### Yang Perlu Dikerjakan
Tolong sambung tulisan tentang standardisasi khatib di bawah ini, mulai tepat setelah kalimat terakhirnya.

### Kutipan yang Disediakan
◆ ◆ ◆ ◆ ◆ ◆ ◆
Standardisasi
Khatib (1)
Oleh:
Azyumardi Azra
Gagasan
tentang perlunya standardisasi khatib (agaknya termasuk juga ustaz, mubaligh,
dai, dan penceramah Islam lain) marak dalam pekan terakhir. Hal ini terkait
dengan pernyataan Menteri Agama Lukman Hakim Saifuddin yang mengisyaratkan
perlunya standardisasi khatib tersebut.
Menurut
Menag, wacana tentang ide atau gagasan tentang standardisasi khatib bukanlah
baru; sebenarnya wacana itu adalah untuk merespons aspirasi yang berkembang di
kalangan organisasi masyarakat (ormas) Islam dan tokoh-tokoh umat sendiri.
“Mereka ingin pemerintah juga ikut hadir dalam menjamin kualitas mutu khutbah
Jumat yang menjadi bagi tak terpisahkan dari shalat Jumat,” kata Menag (Republika, 1/2/2017).
Menag
Lukman Hakim Saifuddin benar. Gagasan dan wacana tentang perlunya khatib
memiliki standardisasi dan kualifikasi tertentu sudah ada sedikitnya sejak
zaman Orde Baru. Bahkan juga ada suara-suara yang mengusulkan tentang perlunya
khatib dan juru dakwah lain memiliki semacam lisensi atau “SIM” untuk
berkhutbah atau “SIK” (surat izin khutbah).
Tetapi
jelas, berbagai gagasan tersebut tidak berhasil. Ormas-ormas Islam beserta
lembaga dakwah dan para khatib beserta juru dakwah lain menentang gagasan
tersebut. Karena itulah, sampai sekarang khatib dan juru dakwah lain bebas dan
mandiri menyampaikan khutbah dan ceramah agama tanpa harus ada standardisasi
atau kualifikasi tertentu apalagi SIK.
Menangggapi
wacana yang kembali muncul dalam pekan terakhir ini, di dalam masyarakat
khususnya pimpinan dan ormas dan juru dakwah (khususnya khatib) berkembang
beragam pandangan-yang pro dan kontra. Juga ada berkembang anggapan tentang
indikasi usaha pemerintah-dalam hal ini Kemenag-untuk melakukan semacam
“sertifikasi” khatib.
Dalam
konteks terakhir ini, sekali lagi, sertifikasi dipahami kalangan pimpinan ormas
Islam sebagai “lisensi” atau semacam “SIM khatib”. Tegasnya, khatib yang ingin
memberi khutbah Jumat wajib mendapatkan lisensi atau “surat izin khutbah” (SIK)
dari pihak berwenang semacam Kemenag-seperti disebut di atas.
Jika
sertifikasi dalam bentuk semacam itu yang bakal dilakukan, kalangan ormas,
lembaga dakwah, dan khatib banyak yang keberatan. Alasannya, sertifikasi
semacam itu bukan hanya membatasi para khatib (dan juga juru dakwah lain),
tetapi juga dapat menghilangkan kebebasan berdakwah. Padahal, Islam mengajarkan
kewajiban berdakwah bagi setiap dan seluruh penganutnya.
◆ ◆ ◆ ◆ ◆ ◆ ◆
### Data Tercatat
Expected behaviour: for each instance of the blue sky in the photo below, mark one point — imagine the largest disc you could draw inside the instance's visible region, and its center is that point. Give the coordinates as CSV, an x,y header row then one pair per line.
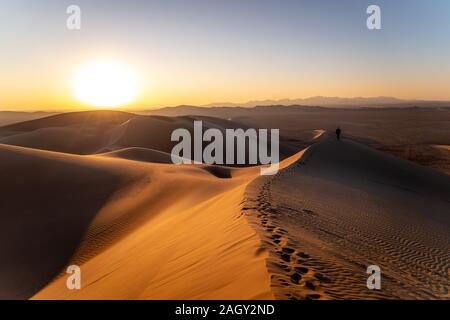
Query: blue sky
◆ ◆ ◆ ◆ ◆ ◆ ◆
### Jawaban Tugas
Wajibnya
khatib dan juru dakwah lain memiliki sertifikasi, sekali lagi, sebenarnya bukan
hal baru. Kecuali Indonesia, hampir di seluruh negara di dunia Muslim khatib
wajib memiliki lisensi (SIK). Sebagai contoh, lisensi khatib di Mesir
diterbitkan Direktorat Jenderal Dakwah al-Azhar, di Malaysia dikeluarkan
Jabatan Kebajikan Islam Malaysia (Jakim) atau lembaga kemuftian kerajaan
negeri.
Untuk
mendapatkan sertifikasi, khatib mesti memenuhi kualifikasi tertentu.
Pertama-tama, mereka harus memahami bukan hanya ajaran Islam dalam berbagai
aspeknya sesuai dengan pemahaman dan keislaman yang sudah disetujui ortodoksi
dan otoritas agama resmi. Kekuasaan keagamaan ini lazimnya merupakan bagian
integral kekuasaan negara.
Tak
kurang pentingnya, khatib mesti menguasai tata tertib khutbah, pendekatan dan
cara menyampaikan khutbah, dan bahasa yang digunakan. Mereka juga harus
mengikuti dan sesuai dengan kebijakan kekuasaan politik yang ada; tidak boleh
ada kalimat atau pernyataan berbeda-apalagi menentang-penguasa atau
kebijakannya.
Bukan
sampai di situ. Di Malaysia, misalnya, khatib tidak dibenarkan menyampaikan
khutbahnya sendiri. Sebaliknya, khatib harus atau tinggal membaca teks khutbah
yang sudah disiapkan Jakim atau lembaga kemuftian kerajaan negeri. Karena itulah
khutbah di negeri jiran ini wajib mengandung pujian dan doa bagi
penguasa-terutama raja atau sultan-dan sekaligus dukungan terhadap kebijakan
politiknya.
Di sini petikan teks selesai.